- **Exercise tasks**
(1) In the blog post, at what time was the meeting at her office planned?
(2) Do these statements agree with the blog post? (a) The company sent a truckload of furniture to the narrator's place. (b) After four months, the narrator's place looks well settled. (c) From the terrace, one can glimpse the Arabian Sea. For each one, answer yes or no and quote the deciding words.

- **Passage for review**
Wednesday, August 09, 2006

Bella Ciao !

On my first visit to her place, we spent an hour gaffing whilst she made tea for me putting sugar into it absentmindedly, and then profusely apologizing. I had to explain to her several times that it wasn’t such a disaster after all because I usually feel run down in the evenings and have to suck on a toffee to replenish the dangerously dipping blood sugar. The place is still bare, worse off than my place initially where the company had sent a truckload of furniture, and may remain so till things are bought and installed. But I am sure that under a woman’s hands a vacant flat takes up the appearance of a home much faster than under a man’s control. My place after four months still looks like a refugee camp even to me. So metamorphosis of her place would surely be faster.

It was planned that we meet at her office, one of the major offices hardly five or six KMs from my place in the evening around 4.00pm, so I turned up there earlier and went for a long walk to stretch my legs since sitting in the office or driving both give me a cramped up feeling. She sent a series of SMSes saying there was delay so I got another hour to walk around and get a feel of the area which is rather congested, though bordering on the main Poonamallee highway sort of road. Finally she came out and we drove down to her place as planned by the time we reached I think the sun was setting. Thus it was almost eight-ish when we set out for the visit to the beach that is close enough from her flat to make one hear the sounds of the sea. From the terrace one can glimpse the Bay of Bengal, but it was too late to see anything by the time we made it.

- **Dataset entries**
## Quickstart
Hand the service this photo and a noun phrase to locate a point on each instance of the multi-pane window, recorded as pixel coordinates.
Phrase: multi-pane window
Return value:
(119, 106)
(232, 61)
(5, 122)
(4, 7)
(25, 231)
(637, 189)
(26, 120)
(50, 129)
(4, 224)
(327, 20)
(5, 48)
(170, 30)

- **Solution set**
(1) Around 4.00pm in the evening.

(2)
(a) Yes: "where the company had sent a truckload of furniture"
(b) No: "My place after four months still looks like a refugee camp even to me."
(c) No: "From the terrace one can glimpse the Bay of Bengal"